• What you need to do: Print the records below verbatim, every line unchanged.
━━━━━ Information shown ━━━━━
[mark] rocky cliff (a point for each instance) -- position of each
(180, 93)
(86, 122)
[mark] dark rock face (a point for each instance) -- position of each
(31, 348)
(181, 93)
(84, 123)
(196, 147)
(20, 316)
━━━━━
• Written response:
[mark] rocky cliff (a point for each instance) -- position of each
(180, 93)
(86, 122)
[mark] dark rock face (a point for each instance) -- position of each
(31, 348)
(181, 93)
(84, 123)
(196, 147)
(20, 316)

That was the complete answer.